— start —
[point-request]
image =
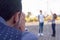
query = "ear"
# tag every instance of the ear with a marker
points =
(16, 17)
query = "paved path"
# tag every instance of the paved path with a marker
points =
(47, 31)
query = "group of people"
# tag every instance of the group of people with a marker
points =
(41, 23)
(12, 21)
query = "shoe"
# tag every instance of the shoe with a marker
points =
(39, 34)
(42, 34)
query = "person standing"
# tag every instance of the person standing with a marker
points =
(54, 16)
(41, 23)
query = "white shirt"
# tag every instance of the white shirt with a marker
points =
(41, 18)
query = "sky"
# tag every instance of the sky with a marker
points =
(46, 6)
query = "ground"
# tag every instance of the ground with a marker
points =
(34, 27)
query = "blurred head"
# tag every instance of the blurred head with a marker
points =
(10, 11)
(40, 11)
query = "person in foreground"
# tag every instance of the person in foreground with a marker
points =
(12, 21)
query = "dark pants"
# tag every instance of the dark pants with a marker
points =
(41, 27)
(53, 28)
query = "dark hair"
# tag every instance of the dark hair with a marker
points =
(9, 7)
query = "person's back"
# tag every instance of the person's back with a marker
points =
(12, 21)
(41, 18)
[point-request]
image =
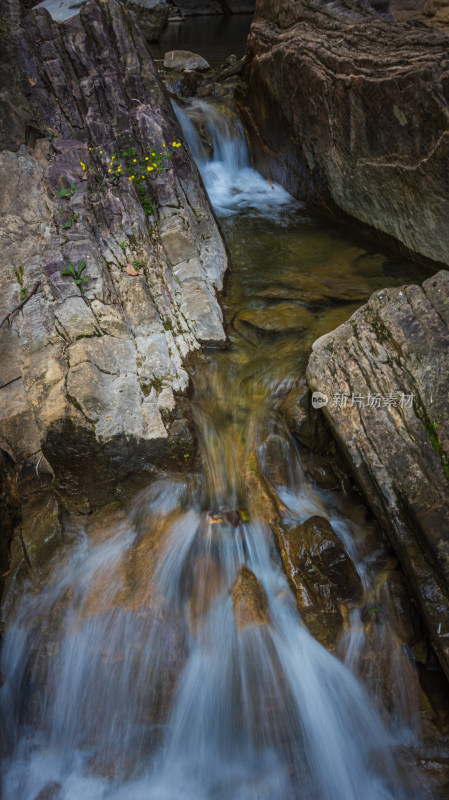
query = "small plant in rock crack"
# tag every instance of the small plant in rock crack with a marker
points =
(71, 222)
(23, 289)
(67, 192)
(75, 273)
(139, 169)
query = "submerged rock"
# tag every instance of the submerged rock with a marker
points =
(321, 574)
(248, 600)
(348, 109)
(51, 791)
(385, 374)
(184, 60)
— end —
### Work to do
Reproduce all the records above verbatim, line for line, but omit the pictures.

### Output below
[point-request]
image =
query = "ear"
# tag every instance of the ear with a marker
points =
(16, 17)
query = "paved path"
# tag every instance of the paved path with a marker
points =
(47, 31)
query = "group of people"
# tag every instance of the group of people with a marker
points =
(41, 23)
(12, 21)
query = "shoe"
# tag every instance of the shoe with a marker
points =
(39, 34)
(42, 34)
query = "person standing"
# tag every instance of the person standing with a marker
points =
(54, 16)
(41, 23)
query = "white shirt"
# tag every instance of the white shirt with a marker
points =
(41, 18)
query = "sky"
# tag every instance of the sky with a marker
points =
(46, 6)
query = "ground"
# tag every instance of the ground with a marker
points =
(34, 27)
query = "blurred head"
# tag every instance of the blurred head with a marker
points =
(10, 11)
(40, 11)
query = "person in foreground"
# tag every instance of the person in foreground with a marker
points =
(12, 21)
query = "dark pants"
# tag every instance of the dark pants with a marker
points =
(41, 27)
(53, 28)
query = "dark hair"
# tag every instance of the dark hair with a marker
points =
(9, 7)
query = "person's back"
# tag every instance of the person's back with a marker
points =
(12, 21)
(41, 18)
[point-request]
image =
query = "small plant in rock crack"
# tag every instance of the small plant in rock crack with a marker
points =
(71, 222)
(23, 289)
(67, 192)
(75, 273)
(139, 169)
query = "submerged rock"
# tag every instance of the submerged rock with a marker
points =
(321, 574)
(248, 600)
(348, 109)
(51, 791)
(385, 374)
(184, 60)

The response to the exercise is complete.